>>

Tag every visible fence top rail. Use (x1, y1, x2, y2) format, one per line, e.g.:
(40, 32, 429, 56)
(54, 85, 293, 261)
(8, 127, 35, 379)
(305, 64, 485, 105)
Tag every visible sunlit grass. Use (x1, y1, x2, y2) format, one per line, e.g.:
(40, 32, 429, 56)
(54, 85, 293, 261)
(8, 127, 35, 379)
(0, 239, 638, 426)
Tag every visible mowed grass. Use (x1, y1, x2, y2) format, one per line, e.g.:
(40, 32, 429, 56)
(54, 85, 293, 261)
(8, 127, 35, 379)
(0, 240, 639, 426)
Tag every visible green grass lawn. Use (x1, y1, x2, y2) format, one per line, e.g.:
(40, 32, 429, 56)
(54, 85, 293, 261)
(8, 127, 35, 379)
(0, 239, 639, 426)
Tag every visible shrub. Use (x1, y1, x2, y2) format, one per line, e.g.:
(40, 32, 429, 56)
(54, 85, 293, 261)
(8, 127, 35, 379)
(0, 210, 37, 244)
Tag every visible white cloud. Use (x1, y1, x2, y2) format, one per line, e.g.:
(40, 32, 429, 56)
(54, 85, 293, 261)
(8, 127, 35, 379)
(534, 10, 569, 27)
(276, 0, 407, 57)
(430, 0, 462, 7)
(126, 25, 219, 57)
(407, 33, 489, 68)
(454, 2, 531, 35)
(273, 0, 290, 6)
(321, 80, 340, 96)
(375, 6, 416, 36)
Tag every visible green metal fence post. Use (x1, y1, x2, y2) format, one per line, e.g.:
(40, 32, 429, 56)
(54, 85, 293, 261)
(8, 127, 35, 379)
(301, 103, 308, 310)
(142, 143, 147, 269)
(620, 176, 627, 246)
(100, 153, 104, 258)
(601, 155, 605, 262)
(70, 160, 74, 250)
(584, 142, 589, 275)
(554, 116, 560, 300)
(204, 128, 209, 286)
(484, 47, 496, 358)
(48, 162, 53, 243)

<<

◆ What you have to do ◆
Output the data once more, exactly as given.

◆ Written response ◆
Tag every visible fence top rail. Use (x1, y1, x2, y2) format, one per line, e.g.:
(40, 32, 429, 56)
(54, 85, 293, 261)
(8, 127, 35, 379)
(305, 64, 485, 105)
Tag every visible sunlit grass. Use (x1, y1, x2, y2) format, one per line, e.g.:
(40, 32, 429, 56)
(54, 85, 293, 261)
(8, 127, 35, 379)
(0, 239, 638, 426)
Tag every visible mowed grass. Use (x1, y1, x2, y2) format, one per line, e.g.:
(40, 32, 429, 56)
(54, 85, 293, 261)
(8, 127, 35, 379)
(0, 240, 639, 426)
Tag every visible green grass lawn. Use (x1, y1, x2, y2) format, one per line, e.g.:
(40, 32, 429, 56)
(54, 85, 293, 261)
(8, 127, 35, 379)
(0, 239, 639, 426)
Tag every visible shrub. Use (x1, y1, x2, y2) format, one per line, e.g.:
(40, 32, 429, 56)
(54, 85, 293, 261)
(8, 127, 35, 379)
(0, 210, 37, 244)
Tag every visible white cloud. Use (x1, y1, x2, y2) format, one per line, e.g.:
(40, 32, 429, 56)
(54, 85, 293, 261)
(8, 127, 35, 379)
(534, 10, 569, 27)
(276, 0, 407, 57)
(430, 0, 462, 7)
(126, 25, 219, 57)
(407, 33, 489, 68)
(454, 2, 531, 35)
(273, 0, 290, 6)
(321, 80, 340, 96)
(375, 6, 416, 36)
Tag every visible green metal fence post. Use (x1, y1, x2, y2) format, one per line, e.g.:
(40, 32, 429, 56)
(54, 85, 293, 261)
(8, 127, 35, 379)
(301, 103, 308, 310)
(142, 143, 147, 269)
(620, 176, 627, 246)
(100, 153, 104, 258)
(601, 155, 605, 262)
(70, 160, 74, 250)
(584, 142, 589, 275)
(554, 116, 560, 300)
(204, 128, 209, 286)
(484, 47, 496, 358)
(48, 162, 53, 243)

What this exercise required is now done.